_Assigned task:_ Could you print every record below exactly as written?

Dataset entries:
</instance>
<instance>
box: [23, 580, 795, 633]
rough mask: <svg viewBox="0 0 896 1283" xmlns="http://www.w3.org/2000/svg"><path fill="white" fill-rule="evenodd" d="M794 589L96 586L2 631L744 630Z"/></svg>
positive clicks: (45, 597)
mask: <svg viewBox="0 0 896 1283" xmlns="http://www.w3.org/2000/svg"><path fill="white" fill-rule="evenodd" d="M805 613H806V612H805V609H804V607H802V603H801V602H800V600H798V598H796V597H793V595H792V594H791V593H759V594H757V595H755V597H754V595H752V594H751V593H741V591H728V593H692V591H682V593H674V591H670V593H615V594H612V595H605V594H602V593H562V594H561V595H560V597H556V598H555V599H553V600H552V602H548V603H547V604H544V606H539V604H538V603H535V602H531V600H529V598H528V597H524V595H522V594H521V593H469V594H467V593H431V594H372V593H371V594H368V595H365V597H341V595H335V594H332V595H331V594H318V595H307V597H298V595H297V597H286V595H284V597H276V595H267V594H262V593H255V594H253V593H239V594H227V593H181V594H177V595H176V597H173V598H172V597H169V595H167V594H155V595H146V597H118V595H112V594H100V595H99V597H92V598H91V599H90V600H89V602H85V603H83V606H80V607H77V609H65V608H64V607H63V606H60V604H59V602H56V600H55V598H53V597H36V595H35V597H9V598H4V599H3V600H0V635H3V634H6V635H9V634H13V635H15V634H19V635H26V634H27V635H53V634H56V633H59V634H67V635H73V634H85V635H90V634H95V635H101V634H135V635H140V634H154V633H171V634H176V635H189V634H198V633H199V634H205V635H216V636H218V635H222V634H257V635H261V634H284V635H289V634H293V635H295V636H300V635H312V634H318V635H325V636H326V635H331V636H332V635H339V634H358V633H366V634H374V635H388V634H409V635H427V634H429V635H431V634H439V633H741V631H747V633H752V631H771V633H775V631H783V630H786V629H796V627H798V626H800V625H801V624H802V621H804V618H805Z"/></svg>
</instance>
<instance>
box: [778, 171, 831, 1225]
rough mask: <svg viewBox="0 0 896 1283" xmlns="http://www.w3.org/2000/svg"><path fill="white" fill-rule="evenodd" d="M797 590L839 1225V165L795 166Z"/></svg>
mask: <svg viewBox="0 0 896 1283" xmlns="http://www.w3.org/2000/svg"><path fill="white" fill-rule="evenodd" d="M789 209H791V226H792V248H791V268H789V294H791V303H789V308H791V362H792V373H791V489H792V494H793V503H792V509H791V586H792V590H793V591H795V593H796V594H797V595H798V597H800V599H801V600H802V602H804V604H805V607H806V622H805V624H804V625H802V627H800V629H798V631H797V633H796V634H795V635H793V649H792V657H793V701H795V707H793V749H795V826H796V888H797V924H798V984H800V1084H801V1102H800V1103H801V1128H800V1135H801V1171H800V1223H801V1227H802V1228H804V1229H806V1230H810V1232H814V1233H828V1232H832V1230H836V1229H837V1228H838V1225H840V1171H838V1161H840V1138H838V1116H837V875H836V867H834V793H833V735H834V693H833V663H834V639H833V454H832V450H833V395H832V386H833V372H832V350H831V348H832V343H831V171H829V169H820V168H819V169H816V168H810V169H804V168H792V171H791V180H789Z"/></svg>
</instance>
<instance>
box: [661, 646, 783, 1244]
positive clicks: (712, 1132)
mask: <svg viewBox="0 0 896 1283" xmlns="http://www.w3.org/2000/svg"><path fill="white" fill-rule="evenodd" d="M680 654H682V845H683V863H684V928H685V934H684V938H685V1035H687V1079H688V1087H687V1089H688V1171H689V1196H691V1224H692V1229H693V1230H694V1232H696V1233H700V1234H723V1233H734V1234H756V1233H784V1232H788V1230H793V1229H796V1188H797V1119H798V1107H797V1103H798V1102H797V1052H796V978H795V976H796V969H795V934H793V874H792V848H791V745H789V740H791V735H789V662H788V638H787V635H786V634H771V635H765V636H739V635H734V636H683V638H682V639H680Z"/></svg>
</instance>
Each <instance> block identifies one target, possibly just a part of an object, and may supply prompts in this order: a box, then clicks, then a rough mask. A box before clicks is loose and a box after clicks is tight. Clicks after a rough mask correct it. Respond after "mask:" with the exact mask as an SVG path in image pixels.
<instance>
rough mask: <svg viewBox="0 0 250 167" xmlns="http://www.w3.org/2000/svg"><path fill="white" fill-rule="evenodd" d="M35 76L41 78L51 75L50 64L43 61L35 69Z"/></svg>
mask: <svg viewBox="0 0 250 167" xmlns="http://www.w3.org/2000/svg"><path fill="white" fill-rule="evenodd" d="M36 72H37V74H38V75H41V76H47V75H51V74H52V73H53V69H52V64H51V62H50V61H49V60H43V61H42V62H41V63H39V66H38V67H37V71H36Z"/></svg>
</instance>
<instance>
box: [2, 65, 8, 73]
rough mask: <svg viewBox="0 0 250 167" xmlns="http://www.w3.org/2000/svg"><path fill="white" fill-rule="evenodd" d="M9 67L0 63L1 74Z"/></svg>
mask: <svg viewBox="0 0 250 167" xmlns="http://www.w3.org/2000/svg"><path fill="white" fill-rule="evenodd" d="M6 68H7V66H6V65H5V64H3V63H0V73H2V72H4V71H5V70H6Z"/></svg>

_Expected answer:_
</instance>
<instance>
box: [23, 580, 795, 633]
rough mask: <svg viewBox="0 0 896 1283" xmlns="http://www.w3.org/2000/svg"><path fill="white" fill-rule="evenodd" d="M794 589L96 586L2 631L744 630Z"/></svg>
positive clicks: (45, 597)
mask: <svg viewBox="0 0 896 1283" xmlns="http://www.w3.org/2000/svg"><path fill="white" fill-rule="evenodd" d="M805 613H806V612H805V609H804V607H802V603H801V602H800V600H798V598H796V597H793V595H792V594H791V593H759V594H757V595H755V597H754V595H752V594H751V593H741V591H728V593H692V591H682V593H674V591H670V593H615V594H612V595H605V594H602V593H562V594H561V595H560V597H556V598H555V599H553V600H552V602H548V603H547V604H544V606H539V604H538V603H535V602H531V600H529V598H528V597H524V595H522V594H521V593H469V594H467V593H431V594H372V593H371V594H368V595H365V597H341V595H335V594H332V595H331V594H318V595H307V597H298V595H297V597H286V595H284V597H276V595H267V594H262V593H255V594H253V593H239V594H227V593H181V594H177V595H176V597H173V598H172V597H169V595H167V594H155V595H146V597H118V595H112V594H100V595H99V597H92V598H91V599H90V600H89V602H85V603H83V606H80V607H77V609H65V608H64V607H63V606H60V604H59V602H56V600H55V598H53V597H36V595H35V597H9V598H4V599H3V600H0V635H3V634H6V635H9V634H13V635H15V634H19V635H26V634H27V635H53V634H56V633H59V634H67V635H73V634H85V635H90V634H95V635H101V634H135V635H140V634H154V633H171V634H176V635H189V634H198V633H199V634H205V635H216V636H218V635H222V634H257V635H261V634H284V635H289V634H293V635H295V636H300V635H312V634H318V635H325V636H326V635H331V636H332V635H339V634H358V633H366V634H374V635H388V634H409V635H427V634H429V635H431V634H439V633H741V631H747V633H752V631H771V633H775V631H783V630H786V629H796V627H798V626H800V625H801V624H802V621H804V618H805Z"/></svg>
</instance>
<instance>
box: [778, 171, 831, 1225]
rough mask: <svg viewBox="0 0 896 1283" xmlns="http://www.w3.org/2000/svg"><path fill="white" fill-rule="evenodd" d="M797 590L839 1225V165L795 166Z"/></svg>
mask: <svg viewBox="0 0 896 1283" xmlns="http://www.w3.org/2000/svg"><path fill="white" fill-rule="evenodd" d="M789 209H791V226H792V248H791V268H789V294H791V303H789V308H791V362H792V373H791V489H792V494H793V503H792V509H791V586H792V590H793V591H795V593H796V594H797V595H798V597H800V599H801V600H802V602H804V604H805V607H806V622H805V624H804V625H802V627H800V629H798V631H797V633H796V634H795V635H793V649H792V657H793V701H795V707H793V749H795V826H796V888H797V924H798V984H800V1084H801V1102H800V1103H801V1128H800V1135H801V1171H800V1223H801V1227H802V1228H804V1229H806V1230H810V1232H814V1233H828V1232H832V1230H836V1229H837V1228H838V1225H840V1171H838V1161H840V1138H838V1116H837V875H836V867H834V793H833V735H834V693H833V663H834V639H833V454H832V450H833V395H832V386H833V372H832V350H831V348H832V343H831V171H829V169H820V168H819V169H816V168H810V169H804V168H792V171H791V180H789Z"/></svg>
</instance>
<instance>
box: [661, 646, 783, 1244]
positive clicks: (712, 1132)
mask: <svg viewBox="0 0 896 1283" xmlns="http://www.w3.org/2000/svg"><path fill="white" fill-rule="evenodd" d="M680 654H682V845H683V863H684V928H685V934H684V938H685V1035H687V1079H688V1087H687V1089H688V1171H689V1196H691V1224H692V1229H693V1230H694V1232H696V1233H700V1234H723V1233H734V1234H756V1233H784V1232H788V1230H793V1229H796V1188H797V1119H798V1107H797V1103H798V1102H797V1052H796V978H795V976H796V969H795V934H793V874H792V848H791V745H789V740H791V735H789V662H788V638H787V635H786V634H771V635H765V636H739V635H734V636H683V638H682V639H680Z"/></svg>
</instance>
Each <instance> block identifies one target, possibly just a part of an object, and may supply prompts in this order: a box, then clicks, then a rough mask. A box before clicks is loose and a box after clicks is tight. Clicks after a rough mask correct it. Respond after "mask:" with the exact mask as an SVG path in image pixels.
<instance>
rough mask: <svg viewBox="0 0 250 167" xmlns="http://www.w3.org/2000/svg"><path fill="white" fill-rule="evenodd" d="M35 76L41 78L51 75L50 64L43 61L35 69Z"/></svg>
mask: <svg viewBox="0 0 250 167" xmlns="http://www.w3.org/2000/svg"><path fill="white" fill-rule="evenodd" d="M36 72H37V74H38V75H41V76H47V75H51V74H52V73H53V69H52V64H51V62H50V61H49V60H43V61H42V62H41V63H39V66H38V67H37V71H36Z"/></svg>
</instance>
<instance>
box: [2, 65, 8, 73]
rough mask: <svg viewBox="0 0 250 167" xmlns="http://www.w3.org/2000/svg"><path fill="white" fill-rule="evenodd" d="M9 67L0 63L1 74Z"/></svg>
mask: <svg viewBox="0 0 250 167" xmlns="http://www.w3.org/2000/svg"><path fill="white" fill-rule="evenodd" d="M6 68H7V66H6V65H5V64H3V63H0V73H2V72H4V71H5V70H6Z"/></svg>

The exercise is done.